> **Referring expression pointing data**:
_ _ _ _ _

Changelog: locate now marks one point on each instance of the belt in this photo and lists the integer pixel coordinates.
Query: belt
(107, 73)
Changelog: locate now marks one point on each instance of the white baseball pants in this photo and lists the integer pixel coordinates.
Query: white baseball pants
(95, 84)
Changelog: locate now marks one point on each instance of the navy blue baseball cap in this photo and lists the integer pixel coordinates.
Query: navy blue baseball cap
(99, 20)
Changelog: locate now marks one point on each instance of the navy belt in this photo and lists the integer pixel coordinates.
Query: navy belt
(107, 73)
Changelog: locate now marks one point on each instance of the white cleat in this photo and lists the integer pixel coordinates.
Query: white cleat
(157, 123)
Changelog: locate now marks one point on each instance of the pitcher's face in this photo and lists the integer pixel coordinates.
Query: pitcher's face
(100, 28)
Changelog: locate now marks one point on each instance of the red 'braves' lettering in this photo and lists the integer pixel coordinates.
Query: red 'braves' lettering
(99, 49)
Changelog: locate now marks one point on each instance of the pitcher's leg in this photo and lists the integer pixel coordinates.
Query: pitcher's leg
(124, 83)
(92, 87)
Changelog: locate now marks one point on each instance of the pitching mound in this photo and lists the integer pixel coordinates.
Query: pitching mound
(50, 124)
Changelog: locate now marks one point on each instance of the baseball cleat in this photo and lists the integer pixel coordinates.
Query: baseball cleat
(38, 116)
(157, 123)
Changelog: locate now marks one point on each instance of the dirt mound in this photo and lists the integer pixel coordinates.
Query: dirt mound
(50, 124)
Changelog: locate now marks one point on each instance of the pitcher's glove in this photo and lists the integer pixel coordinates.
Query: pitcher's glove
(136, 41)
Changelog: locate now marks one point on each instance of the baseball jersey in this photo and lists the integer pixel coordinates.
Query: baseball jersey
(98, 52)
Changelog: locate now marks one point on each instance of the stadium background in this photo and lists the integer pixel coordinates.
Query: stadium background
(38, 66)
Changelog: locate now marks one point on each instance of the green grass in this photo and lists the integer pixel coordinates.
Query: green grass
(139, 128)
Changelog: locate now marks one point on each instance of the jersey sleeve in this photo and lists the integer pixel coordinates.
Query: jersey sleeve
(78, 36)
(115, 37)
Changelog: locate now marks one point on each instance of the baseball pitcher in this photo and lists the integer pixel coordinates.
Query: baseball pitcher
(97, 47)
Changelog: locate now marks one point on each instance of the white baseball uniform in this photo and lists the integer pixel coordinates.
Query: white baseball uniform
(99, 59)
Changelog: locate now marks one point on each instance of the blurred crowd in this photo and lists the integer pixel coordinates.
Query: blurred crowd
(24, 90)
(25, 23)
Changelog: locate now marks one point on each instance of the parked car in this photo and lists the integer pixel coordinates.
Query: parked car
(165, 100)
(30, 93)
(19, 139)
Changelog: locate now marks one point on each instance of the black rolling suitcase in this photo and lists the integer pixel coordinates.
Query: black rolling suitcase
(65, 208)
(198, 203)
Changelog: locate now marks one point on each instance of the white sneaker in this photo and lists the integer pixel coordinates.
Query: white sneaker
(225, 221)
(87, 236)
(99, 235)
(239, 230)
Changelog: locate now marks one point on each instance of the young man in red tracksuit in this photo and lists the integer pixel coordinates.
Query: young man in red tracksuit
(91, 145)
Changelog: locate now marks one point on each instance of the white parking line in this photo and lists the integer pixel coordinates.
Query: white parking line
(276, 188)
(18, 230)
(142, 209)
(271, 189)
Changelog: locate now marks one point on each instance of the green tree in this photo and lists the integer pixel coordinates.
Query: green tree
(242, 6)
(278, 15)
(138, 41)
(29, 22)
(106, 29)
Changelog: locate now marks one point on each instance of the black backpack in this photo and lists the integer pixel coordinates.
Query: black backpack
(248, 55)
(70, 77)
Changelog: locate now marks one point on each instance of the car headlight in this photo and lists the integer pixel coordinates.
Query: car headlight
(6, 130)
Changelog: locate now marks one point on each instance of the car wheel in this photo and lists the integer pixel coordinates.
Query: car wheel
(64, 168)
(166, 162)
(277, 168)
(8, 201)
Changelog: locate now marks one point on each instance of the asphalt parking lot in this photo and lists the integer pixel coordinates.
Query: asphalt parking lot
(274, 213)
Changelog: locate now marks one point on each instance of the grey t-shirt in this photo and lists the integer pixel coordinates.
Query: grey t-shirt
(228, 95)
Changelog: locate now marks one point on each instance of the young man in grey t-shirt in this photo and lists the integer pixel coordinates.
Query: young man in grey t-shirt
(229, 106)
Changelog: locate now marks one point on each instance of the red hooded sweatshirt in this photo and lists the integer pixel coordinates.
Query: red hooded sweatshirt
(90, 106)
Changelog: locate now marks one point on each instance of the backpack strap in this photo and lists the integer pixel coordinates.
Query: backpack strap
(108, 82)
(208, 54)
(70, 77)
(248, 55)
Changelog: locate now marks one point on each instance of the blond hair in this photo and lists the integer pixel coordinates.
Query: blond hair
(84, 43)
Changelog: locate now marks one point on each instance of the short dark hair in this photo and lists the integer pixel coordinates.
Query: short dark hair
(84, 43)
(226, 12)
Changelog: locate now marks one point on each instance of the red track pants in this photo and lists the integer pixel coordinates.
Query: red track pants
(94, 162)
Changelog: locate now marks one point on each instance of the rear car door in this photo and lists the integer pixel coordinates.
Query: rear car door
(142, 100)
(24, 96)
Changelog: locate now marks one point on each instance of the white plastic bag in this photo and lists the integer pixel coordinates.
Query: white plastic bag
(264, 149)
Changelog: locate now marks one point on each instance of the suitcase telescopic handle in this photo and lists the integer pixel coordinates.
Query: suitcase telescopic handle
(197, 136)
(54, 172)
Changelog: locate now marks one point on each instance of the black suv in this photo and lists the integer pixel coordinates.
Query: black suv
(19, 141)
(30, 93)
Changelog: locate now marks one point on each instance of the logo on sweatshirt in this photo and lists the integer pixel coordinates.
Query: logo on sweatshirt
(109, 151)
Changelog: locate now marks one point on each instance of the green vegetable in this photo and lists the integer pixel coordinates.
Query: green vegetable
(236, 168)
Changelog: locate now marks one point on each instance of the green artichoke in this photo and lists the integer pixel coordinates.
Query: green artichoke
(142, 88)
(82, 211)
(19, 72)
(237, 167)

_ _ _ _ _

> **Activity**: Copy the records exactly.

> **Solution for this task**:
Changelog: locate now marks one point on each instance of the belt in this photo and lists the integer pixel coordinates.
Query: belt
(107, 73)
Changelog: locate now marks one point on each instance of the white baseball pants in this photo and lists the integer pixel coordinates.
Query: white baseball pants
(95, 84)
Changelog: locate now marks one point on each instance of the navy blue baseball cap in this photo and lists the integer pixel coordinates.
Query: navy blue baseball cap
(99, 20)
Changelog: locate now marks one point on each instance of the navy belt in this photo and lists the integer pixel coordinates.
Query: navy belt
(107, 73)
Changelog: locate now marks one point on each instance of the white cleat in this photo and lists the integer pixel coordinates.
Query: white cleat
(157, 123)
Changelog: locate now marks one point on each instance of the pitcher's face in this photo and lists the integer pixel coordinates.
Query: pitcher's face
(100, 28)
Changelog: locate now marks one point on each instance of the red 'braves' lettering in this photo and lists the integer pixel coordinates.
Query: red 'braves' lettering
(99, 49)
Changelog: locate now marks one point on each instance of the pitcher's leg in this photo and lists the integer pixel coordinates.
Query: pitcher's leg
(124, 83)
(92, 87)
Changelog: locate now marks one point on each instance of the pitching mound in this photo and lists the integer pixel coordinates.
Query: pitching mound
(50, 124)
Changelog: locate now marks one point on each instance of the baseball cleat in this photo and lists the integer pixel coordinates.
Query: baseball cleat
(38, 116)
(157, 123)
Changelog: locate now marks one point on each instance of the dirt mound in this photo and lists the integer pixel coordinates.
Query: dirt mound
(50, 124)
Changelog: locate now marks one point on each instance of the pitcher's glove in this photo and lists the integer pixel coordinates.
Query: pitcher's glove
(136, 41)
Changelog: locate now marks one point on each instance of the baseball jersey in this photo and lists the integer pixel coordinates.
Query: baseball jersey
(98, 52)
Changelog: locate now marks one point on each instance of the stadium background in this photo and lists the integer pixel coordinates.
Query: stadium background
(38, 66)
Changelog: locate now marks one point on each instance of the green grass in this photo and lists the integer pixel coordinates.
Query: green grass
(139, 128)
Changelog: locate now marks one point on each instance of the jersey sleeve in this photo and lists the integer pixel coordinates.
Query: jersey sleeve
(78, 36)
(115, 37)
Changelog: locate now marks one point on each instance of the baseball pitcher in this photo and lists the integer pixel coordinates.
Query: baseball pitcher
(97, 47)
Changelog: locate now marks one point on each instance of the white baseball uniform in this photo and lists the integer pixel coordinates.
Query: white baseball uniform
(99, 59)
Changelog: locate now marks one point on each instance of the blurred crowd in this photo and lists the integer pixel coordinates.
Query: blurred crowd
(24, 90)
(25, 23)
Changelog: locate now marks one point on each instance of the parked car in this photo and lists the integer pixel coordinates.
Query: parked car
(165, 100)
(30, 93)
(19, 139)
Changelog: locate now marks one point on each instance of the black rolling suitcase in this photo and lists the integer pixel coordinates.
Query: black rolling suitcase
(65, 208)
(198, 203)
Changelog: locate now marks one point on each instance of the white sneaker in this photo and lists the integer pixel coordinates.
Query: white sneaker
(225, 221)
(87, 236)
(99, 235)
(239, 230)
Changelog: locate now marks one point on each instance of the young man in red tracksuit in this photo and lists the integer pixel coordinates.
Query: young man in red tracksuit
(91, 145)
Changelog: locate now marks one point on each instance of the white parking line in this photo and lists the integer pixel coordinates.
Query: white parking line
(276, 188)
(18, 230)
(142, 209)
(271, 189)
Changelog: locate now marks one point on each instance of the green tree in this photo and lists the integer pixel coordinates.
Query: green tree
(242, 6)
(278, 15)
(138, 41)
(29, 22)
(106, 29)
Changelog: locate now marks one point on each instance of the black backpack in this photo and lists the integer pixel coordinates.
Query: black backpack
(248, 55)
(70, 77)
Changelog: locate now marks one point on each instance of the car headlight in this photo and lists the integer pixel coordinates.
Query: car headlight
(6, 130)
Changelog: locate now marks one point on each instance of the car wheel in this photo and lists the integer pixel coordinates.
Query: car wheel
(64, 168)
(166, 162)
(277, 168)
(8, 201)
Changelog: locate now marks one point on each instance of the asphalt parking lot in this photo and lists the integer pixel coordinates.
Query: asphalt parking lot
(274, 213)
Changelog: locate now marks one point on each instance of the grey t-shirt in this photo and lists the integer pixel coordinates.
Query: grey t-shirt
(228, 95)
Changelog: locate now marks one point on each instance of the young man in grey t-shirt in this photo and lists the integer pixel coordinates.
Query: young man in grey t-shirt
(229, 106)
Changelog: locate now marks one point on each instance of the red hooded sweatshirt in this photo and lists the integer pixel coordinates.
Query: red hooded sweatshirt
(90, 106)
Changelog: locate now marks one point on each instance of the backpack strap in this photo and lists the integer pixel coordinates.
Query: backpack strap
(108, 82)
(208, 54)
(70, 77)
(248, 55)
Changelog: locate now marks one point on each instance of the blond hair in this photo and lists the integer pixel coordinates.
Query: blond hair
(84, 43)
Changelog: locate now marks one point on each instance of the short dark hair in this photo and lists the integer pixel coordinates.
Query: short dark hair
(84, 43)
(226, 12)
Changelog: locate now marks one point on each instance of the red track pants in this photo and lists the integer pixel coordinates.
Query: red track pants
(94, 162)
Changelog: locate now marks one point on each instance of the rear car door in this photo and lists the integer pixel coordinates.
Query: rear car door
(142, 100)
(24, 96)
Changelog: locate now marks one point on each instance of the white plastic bag in this photo and lists the integer pixel coordinates.
Query: white plastic bag
(264, 149)
Changelog: locate now marks one point on each instance of the suitcase telescopic handle in this photo and lists the integer pixel coordinates.
Query: suitcase telescopic handle
(197, 136)
(54, 172)
Changelog: locate now marks one point on each instance of the black suv in this photo and lists the integer pixel coordinates.
Query: black suv
(19, 141)
(30, 93)
Changelog: locate now marks one point on each instance of the logo on sweatshirt in this photo and lists the integer pixel coordinates.
Query: logo on sweatshirt
(109, 151)
Changelog: locate now marks one point on each instance of the green vegetable in this photo and lists the integer pixel coordinates.
Query: green vegetable
(236, 168)
Changelog: locate now marks one point on each instance of the green artichoke in this photo and lists the integer pixel coordinates.
Query: green artichoke
(142, 88)
(82, 211)
(19, 72)
(237, 167)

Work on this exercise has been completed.